#### TASK ITEM:
For the string "window", find every matching line in the records and copy it.

PROVIDED RECORDS section start

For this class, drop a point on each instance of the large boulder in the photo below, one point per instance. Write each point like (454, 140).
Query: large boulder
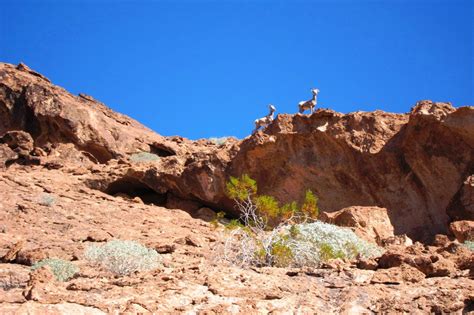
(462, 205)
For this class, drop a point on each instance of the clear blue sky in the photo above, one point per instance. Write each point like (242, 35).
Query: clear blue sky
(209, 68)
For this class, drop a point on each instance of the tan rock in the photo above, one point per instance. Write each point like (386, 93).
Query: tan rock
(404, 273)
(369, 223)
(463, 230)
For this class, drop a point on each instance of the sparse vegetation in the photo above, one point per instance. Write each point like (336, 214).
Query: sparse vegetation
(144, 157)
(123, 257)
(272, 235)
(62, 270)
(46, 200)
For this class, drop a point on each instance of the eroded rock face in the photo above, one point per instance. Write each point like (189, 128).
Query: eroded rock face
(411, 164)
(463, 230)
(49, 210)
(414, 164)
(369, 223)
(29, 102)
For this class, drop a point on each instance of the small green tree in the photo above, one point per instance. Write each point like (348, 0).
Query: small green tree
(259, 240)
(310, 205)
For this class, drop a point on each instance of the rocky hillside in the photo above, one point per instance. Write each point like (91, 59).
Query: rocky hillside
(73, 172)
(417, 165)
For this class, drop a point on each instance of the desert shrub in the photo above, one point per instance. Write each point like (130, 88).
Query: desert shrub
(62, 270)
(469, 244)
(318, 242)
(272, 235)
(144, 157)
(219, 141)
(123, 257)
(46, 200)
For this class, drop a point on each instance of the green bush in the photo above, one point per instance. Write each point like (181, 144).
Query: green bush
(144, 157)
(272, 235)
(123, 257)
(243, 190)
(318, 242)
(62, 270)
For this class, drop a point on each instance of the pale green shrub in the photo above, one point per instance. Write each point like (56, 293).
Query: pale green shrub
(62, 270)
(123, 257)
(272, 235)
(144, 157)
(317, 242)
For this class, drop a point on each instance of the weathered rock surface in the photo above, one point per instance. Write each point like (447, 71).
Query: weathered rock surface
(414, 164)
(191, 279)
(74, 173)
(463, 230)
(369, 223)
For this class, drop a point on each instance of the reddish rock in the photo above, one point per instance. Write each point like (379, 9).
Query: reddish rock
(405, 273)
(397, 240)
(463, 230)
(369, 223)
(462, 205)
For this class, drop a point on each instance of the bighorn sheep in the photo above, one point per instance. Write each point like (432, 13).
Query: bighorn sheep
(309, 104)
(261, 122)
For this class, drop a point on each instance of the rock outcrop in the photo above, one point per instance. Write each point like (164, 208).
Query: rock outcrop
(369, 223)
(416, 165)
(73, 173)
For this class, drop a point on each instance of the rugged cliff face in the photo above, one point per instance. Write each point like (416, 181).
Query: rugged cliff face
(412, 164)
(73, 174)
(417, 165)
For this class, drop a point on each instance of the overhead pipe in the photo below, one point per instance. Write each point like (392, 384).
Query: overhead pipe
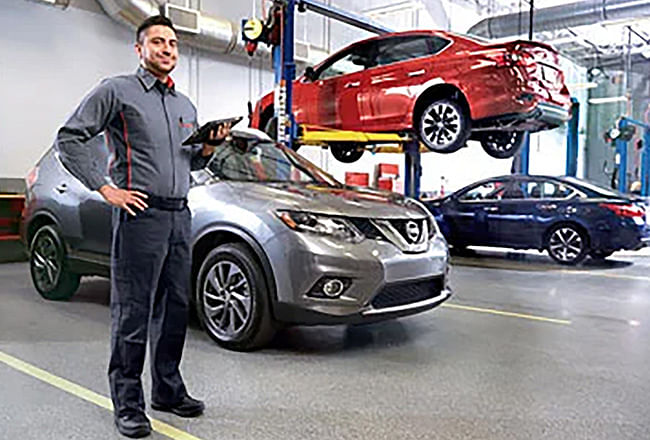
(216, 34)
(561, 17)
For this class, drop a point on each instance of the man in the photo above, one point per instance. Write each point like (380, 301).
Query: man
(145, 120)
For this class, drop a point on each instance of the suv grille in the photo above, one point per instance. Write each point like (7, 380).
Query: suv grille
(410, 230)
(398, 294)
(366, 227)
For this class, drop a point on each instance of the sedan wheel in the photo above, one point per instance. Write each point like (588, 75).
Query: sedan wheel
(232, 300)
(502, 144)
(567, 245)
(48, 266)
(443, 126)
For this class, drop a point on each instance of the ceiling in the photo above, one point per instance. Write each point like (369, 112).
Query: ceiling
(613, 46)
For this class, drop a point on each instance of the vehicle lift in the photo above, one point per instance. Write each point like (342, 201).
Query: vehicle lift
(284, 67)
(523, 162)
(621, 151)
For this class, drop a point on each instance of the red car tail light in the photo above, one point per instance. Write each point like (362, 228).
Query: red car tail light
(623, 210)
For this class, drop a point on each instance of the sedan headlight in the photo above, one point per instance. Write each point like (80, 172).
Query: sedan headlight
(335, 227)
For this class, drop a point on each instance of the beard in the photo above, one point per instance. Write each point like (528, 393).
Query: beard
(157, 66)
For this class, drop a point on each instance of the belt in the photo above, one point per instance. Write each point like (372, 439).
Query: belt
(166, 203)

PROVIDED RECORDS section end
PROVIDED RECORDS section start

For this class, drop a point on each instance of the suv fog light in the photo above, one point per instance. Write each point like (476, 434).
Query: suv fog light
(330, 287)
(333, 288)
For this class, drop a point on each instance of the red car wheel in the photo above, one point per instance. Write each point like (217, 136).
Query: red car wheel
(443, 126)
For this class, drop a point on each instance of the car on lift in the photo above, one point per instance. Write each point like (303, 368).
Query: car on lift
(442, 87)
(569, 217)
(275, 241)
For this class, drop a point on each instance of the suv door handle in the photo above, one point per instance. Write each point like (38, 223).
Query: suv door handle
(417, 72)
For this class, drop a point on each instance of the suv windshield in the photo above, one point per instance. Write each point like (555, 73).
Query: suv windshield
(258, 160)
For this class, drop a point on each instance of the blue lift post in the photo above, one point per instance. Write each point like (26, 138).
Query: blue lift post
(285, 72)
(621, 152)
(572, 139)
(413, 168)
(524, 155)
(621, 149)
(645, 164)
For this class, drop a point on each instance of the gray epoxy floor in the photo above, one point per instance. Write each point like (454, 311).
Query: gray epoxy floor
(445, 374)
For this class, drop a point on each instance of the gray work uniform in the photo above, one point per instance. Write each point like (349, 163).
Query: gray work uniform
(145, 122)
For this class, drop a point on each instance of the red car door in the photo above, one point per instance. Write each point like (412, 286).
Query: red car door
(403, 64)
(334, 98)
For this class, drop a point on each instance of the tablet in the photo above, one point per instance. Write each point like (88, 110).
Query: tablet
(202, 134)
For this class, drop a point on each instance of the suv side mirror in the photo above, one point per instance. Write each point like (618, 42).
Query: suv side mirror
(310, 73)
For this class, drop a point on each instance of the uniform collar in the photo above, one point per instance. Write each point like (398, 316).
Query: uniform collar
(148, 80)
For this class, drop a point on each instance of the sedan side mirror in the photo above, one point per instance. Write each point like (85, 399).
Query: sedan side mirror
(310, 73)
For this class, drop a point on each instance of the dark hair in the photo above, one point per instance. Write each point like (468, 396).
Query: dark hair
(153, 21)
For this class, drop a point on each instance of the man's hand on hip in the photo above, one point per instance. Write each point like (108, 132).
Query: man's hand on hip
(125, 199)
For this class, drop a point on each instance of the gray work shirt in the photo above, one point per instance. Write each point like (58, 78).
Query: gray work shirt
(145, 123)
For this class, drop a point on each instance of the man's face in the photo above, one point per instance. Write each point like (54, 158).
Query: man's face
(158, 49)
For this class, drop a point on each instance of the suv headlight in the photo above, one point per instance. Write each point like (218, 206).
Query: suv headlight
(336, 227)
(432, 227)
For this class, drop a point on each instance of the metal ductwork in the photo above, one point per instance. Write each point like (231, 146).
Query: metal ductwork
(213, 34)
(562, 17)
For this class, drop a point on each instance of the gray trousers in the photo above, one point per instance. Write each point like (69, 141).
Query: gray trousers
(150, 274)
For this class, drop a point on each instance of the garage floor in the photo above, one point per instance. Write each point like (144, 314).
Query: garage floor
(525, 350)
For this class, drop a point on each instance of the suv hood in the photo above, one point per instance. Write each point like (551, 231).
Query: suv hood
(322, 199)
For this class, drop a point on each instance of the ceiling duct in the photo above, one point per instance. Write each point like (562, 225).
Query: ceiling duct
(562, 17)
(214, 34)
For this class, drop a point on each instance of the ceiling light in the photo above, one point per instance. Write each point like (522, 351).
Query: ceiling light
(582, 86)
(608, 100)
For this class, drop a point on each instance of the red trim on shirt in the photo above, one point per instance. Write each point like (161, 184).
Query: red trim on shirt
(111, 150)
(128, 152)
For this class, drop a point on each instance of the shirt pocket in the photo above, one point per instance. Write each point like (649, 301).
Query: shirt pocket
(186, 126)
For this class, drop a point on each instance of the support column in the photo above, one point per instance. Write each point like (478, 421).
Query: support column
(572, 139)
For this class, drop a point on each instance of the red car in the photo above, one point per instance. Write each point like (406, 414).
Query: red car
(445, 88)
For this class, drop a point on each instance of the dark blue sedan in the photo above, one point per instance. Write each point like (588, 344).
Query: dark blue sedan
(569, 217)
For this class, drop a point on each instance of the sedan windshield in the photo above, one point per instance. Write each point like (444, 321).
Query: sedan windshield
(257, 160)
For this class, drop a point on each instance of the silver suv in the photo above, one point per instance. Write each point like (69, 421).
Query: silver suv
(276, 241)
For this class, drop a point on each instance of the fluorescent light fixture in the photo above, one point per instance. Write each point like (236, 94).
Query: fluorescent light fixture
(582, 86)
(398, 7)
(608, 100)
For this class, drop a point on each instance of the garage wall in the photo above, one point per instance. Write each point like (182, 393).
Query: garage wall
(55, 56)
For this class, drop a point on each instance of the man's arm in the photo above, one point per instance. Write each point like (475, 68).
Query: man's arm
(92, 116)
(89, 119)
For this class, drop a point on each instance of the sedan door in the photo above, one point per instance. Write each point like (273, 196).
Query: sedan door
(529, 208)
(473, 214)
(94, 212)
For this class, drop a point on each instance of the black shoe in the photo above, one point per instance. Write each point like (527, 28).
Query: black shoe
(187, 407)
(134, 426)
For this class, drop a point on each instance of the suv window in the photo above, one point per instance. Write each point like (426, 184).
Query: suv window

PROVIDED RECORDS section end
PROVIDED RECORDS section start

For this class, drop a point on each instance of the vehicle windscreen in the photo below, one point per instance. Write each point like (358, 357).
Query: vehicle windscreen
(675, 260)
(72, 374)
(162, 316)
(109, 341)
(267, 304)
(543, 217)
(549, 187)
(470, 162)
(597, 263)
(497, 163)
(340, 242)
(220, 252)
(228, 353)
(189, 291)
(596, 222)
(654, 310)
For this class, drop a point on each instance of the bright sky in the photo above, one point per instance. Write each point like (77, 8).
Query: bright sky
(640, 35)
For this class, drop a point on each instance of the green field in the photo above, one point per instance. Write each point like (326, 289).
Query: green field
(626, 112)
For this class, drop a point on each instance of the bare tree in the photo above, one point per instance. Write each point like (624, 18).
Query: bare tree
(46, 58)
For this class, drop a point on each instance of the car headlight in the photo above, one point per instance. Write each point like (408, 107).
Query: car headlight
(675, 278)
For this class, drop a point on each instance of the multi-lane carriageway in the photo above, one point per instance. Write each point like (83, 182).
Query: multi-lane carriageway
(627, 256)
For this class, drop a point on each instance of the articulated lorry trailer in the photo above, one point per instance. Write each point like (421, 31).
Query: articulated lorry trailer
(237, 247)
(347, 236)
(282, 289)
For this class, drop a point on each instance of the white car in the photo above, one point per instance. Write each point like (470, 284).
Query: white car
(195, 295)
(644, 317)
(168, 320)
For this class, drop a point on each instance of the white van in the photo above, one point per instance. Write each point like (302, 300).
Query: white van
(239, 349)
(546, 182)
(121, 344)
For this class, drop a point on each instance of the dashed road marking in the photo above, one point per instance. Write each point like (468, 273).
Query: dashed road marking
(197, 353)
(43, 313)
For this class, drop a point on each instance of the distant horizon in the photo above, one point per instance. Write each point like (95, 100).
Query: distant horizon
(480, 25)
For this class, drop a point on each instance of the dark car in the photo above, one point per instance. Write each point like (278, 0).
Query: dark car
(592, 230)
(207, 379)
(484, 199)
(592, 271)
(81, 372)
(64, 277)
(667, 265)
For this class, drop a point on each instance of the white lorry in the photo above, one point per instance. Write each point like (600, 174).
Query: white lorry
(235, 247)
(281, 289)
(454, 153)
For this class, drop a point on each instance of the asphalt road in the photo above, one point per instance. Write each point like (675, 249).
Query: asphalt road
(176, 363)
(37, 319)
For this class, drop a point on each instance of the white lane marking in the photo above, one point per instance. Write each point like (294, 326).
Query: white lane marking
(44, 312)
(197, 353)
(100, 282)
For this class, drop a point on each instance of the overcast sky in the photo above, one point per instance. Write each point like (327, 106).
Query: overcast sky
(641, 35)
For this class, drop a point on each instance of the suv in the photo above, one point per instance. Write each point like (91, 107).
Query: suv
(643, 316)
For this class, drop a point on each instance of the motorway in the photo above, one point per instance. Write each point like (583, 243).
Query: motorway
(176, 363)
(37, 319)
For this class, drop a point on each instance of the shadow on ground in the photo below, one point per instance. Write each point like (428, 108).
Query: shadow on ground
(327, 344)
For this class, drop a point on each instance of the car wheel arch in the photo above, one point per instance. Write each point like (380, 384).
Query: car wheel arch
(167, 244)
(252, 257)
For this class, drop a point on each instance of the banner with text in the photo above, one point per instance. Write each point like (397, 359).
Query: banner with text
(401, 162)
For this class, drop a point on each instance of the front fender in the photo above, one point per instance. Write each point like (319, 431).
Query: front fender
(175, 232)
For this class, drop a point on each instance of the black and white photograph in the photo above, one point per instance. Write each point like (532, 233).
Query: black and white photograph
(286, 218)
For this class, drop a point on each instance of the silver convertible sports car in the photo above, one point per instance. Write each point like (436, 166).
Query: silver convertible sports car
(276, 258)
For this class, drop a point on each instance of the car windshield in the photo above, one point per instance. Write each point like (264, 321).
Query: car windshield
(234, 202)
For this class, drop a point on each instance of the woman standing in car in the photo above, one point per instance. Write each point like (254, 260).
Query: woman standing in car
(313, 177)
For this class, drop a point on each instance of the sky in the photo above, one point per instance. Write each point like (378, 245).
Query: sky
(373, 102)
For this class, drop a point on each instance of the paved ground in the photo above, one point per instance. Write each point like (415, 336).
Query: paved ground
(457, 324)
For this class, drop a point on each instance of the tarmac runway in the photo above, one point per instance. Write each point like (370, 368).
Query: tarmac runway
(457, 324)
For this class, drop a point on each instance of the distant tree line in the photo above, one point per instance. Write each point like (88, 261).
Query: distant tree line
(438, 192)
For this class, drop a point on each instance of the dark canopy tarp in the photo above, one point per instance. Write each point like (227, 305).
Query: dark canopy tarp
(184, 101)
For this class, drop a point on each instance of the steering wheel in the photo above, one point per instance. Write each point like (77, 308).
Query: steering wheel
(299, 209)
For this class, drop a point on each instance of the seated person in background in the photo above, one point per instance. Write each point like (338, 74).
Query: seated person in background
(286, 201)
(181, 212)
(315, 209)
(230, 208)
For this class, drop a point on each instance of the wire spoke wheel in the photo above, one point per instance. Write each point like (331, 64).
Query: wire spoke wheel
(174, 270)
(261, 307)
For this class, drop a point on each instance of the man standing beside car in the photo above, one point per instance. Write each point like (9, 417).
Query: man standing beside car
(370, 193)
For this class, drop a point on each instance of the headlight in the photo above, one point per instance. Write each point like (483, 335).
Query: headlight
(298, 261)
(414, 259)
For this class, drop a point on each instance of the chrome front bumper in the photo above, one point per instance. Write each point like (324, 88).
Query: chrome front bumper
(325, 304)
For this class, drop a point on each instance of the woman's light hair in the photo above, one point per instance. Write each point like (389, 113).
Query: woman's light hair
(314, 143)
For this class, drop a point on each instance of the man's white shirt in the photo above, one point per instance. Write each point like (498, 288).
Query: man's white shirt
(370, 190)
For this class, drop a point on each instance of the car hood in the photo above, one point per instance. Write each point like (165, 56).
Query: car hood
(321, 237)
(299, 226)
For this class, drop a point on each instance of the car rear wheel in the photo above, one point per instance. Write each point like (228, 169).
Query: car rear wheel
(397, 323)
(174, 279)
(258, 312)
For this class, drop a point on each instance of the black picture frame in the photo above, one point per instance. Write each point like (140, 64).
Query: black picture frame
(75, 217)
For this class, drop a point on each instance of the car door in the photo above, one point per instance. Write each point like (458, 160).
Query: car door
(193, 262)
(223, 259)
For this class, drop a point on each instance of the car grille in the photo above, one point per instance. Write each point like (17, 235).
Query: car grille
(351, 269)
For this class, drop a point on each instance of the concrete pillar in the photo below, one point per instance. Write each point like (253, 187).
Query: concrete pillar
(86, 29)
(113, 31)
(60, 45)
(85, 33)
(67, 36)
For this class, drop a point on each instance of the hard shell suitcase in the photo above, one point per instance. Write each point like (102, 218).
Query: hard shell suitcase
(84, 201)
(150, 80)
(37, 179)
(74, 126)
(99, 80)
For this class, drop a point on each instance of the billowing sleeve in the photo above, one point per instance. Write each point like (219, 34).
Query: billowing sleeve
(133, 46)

PROVIDED RECORDS section end

#### THE ANSWER:
For this class, drop a point on each instance of the suv window in the photo above, one point per instance. Write each point like (426, 184).
Query: suv window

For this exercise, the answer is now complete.